- **Supplied information**:
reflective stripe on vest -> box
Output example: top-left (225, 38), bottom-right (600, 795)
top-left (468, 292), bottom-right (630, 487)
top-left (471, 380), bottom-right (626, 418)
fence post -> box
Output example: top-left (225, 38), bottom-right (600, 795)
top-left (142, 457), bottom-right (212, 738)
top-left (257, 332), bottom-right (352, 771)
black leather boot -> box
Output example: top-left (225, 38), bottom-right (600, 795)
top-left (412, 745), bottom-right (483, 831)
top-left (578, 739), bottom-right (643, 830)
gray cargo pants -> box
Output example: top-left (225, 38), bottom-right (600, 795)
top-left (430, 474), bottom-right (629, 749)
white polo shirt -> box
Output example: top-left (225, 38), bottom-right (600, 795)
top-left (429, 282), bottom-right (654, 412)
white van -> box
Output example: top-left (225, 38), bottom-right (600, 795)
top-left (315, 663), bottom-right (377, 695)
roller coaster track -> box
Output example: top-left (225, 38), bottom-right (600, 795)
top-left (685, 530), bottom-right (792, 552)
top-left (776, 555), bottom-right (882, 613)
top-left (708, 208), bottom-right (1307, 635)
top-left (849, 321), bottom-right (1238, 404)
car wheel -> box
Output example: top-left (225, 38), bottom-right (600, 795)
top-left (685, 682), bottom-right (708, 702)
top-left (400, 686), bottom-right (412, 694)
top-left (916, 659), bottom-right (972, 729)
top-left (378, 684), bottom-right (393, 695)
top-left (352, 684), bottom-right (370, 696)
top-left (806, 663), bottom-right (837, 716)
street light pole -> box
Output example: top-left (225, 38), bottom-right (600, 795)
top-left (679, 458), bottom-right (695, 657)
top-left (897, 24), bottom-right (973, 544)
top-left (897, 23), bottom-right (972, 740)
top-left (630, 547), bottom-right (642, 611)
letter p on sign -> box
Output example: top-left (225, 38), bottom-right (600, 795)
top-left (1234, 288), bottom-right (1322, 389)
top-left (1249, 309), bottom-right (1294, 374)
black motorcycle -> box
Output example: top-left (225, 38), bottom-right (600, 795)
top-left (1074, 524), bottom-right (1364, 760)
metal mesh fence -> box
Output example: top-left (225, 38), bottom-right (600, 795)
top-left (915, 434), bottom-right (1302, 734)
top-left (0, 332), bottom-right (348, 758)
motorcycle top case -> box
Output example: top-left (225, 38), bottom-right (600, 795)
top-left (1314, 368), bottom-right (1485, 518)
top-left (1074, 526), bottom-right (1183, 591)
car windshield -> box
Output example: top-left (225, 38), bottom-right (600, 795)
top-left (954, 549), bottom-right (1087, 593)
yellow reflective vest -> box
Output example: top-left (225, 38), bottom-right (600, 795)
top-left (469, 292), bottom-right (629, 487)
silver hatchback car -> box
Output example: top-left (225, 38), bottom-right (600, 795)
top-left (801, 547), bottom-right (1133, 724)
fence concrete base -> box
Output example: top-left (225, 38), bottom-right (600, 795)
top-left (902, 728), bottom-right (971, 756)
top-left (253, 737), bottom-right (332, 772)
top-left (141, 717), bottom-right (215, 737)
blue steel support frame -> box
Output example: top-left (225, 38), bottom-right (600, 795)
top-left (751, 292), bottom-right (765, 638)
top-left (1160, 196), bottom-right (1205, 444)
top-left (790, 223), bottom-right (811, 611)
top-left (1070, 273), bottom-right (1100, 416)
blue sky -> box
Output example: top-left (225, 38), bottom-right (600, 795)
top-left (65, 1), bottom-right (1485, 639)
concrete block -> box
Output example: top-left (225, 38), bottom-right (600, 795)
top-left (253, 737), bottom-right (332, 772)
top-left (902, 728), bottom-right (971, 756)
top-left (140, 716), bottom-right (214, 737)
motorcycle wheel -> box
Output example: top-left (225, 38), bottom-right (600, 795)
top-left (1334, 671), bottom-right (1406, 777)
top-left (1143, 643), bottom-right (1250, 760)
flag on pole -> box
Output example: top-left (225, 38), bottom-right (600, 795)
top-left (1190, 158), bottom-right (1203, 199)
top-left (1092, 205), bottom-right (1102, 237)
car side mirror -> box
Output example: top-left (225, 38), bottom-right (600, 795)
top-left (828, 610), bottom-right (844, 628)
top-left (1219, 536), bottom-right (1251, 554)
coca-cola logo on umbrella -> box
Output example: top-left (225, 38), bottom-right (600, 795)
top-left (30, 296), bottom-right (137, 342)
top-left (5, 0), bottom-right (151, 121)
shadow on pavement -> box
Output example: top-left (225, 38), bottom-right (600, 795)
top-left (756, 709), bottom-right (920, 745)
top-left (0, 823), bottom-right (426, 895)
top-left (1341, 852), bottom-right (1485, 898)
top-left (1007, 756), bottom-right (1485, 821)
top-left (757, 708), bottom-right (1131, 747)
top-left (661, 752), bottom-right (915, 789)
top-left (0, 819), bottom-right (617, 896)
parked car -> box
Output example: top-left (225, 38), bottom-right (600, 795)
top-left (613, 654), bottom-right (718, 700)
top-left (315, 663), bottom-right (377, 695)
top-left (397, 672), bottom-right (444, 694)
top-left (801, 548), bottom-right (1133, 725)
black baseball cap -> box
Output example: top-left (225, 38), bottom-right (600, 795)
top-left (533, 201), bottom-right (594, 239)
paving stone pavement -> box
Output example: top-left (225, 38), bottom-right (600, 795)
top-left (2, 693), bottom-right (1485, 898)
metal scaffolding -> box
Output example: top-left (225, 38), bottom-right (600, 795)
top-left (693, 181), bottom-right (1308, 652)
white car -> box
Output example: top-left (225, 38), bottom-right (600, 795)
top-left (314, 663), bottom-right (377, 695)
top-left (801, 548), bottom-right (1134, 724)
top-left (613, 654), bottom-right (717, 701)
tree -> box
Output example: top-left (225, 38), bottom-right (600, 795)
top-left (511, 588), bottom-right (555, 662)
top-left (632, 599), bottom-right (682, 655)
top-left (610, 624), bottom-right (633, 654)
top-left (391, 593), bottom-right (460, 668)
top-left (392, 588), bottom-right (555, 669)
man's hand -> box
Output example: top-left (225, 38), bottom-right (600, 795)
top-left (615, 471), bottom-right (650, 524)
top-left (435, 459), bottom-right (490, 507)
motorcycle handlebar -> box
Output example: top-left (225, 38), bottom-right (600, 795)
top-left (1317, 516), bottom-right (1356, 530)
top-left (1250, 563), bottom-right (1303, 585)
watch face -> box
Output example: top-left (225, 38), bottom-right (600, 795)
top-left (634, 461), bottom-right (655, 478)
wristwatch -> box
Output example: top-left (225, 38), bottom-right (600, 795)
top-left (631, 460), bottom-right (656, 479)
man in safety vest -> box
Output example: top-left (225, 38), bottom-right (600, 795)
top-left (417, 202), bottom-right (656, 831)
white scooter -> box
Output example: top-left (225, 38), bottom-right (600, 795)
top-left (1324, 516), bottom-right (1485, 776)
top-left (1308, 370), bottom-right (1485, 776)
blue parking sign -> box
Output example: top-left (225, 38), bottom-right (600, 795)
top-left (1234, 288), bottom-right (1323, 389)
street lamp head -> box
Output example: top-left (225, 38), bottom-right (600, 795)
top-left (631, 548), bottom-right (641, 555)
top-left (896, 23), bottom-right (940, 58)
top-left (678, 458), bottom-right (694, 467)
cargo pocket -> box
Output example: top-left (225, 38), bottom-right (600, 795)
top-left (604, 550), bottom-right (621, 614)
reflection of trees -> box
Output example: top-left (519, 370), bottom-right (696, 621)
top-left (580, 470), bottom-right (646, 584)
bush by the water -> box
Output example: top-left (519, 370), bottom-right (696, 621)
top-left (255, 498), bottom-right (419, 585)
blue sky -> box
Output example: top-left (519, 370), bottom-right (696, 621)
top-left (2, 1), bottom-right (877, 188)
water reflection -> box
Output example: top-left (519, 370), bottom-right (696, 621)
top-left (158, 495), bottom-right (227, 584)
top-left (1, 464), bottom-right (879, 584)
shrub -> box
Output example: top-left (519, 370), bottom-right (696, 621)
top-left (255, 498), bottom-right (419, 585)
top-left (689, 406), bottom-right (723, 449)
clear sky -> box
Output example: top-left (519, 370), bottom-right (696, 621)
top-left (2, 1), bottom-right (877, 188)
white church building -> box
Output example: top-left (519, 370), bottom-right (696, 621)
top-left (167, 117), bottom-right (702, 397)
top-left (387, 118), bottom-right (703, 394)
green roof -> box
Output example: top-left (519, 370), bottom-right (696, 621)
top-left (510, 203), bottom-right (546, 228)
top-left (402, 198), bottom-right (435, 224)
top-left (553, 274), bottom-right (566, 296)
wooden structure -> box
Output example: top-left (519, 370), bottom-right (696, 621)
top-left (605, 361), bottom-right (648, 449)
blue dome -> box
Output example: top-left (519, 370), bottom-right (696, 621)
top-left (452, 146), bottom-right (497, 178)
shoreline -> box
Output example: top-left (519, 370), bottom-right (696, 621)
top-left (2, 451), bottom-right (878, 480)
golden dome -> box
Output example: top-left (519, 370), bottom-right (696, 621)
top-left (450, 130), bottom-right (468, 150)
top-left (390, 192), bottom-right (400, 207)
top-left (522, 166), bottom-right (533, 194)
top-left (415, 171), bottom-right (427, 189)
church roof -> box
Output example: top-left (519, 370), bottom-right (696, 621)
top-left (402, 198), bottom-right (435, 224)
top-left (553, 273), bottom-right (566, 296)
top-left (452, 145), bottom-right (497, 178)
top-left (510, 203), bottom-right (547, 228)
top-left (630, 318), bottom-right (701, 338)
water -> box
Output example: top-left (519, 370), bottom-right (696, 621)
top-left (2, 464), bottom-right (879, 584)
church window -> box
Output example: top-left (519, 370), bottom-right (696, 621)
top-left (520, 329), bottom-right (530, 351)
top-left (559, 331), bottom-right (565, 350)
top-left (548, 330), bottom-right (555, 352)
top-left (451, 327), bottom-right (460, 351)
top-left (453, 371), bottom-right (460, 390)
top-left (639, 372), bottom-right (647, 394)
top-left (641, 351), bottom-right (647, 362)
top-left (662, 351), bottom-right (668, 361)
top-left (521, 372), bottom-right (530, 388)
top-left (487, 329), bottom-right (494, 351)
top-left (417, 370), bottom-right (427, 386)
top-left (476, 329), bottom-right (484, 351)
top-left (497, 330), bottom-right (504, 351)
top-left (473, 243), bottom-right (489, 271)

- **Work to be completed**: In the entries above, find the line with "paving stone pavement -> box" and the line with "white car -> box", then restate word for word both of them and every line between, with nothing more.

- **Response area**:
paving stone pavement -> box
Output example: top-left (225, 38), bottom-right (600, 795)
top-left (2, 693), bottom-right (1485, 898)
metal scaffolding -> box
Output example: top-left (225, 38), bottom-right (600, 795)
top-left (693, 181), bottom-right (1308, 652)
white car -> box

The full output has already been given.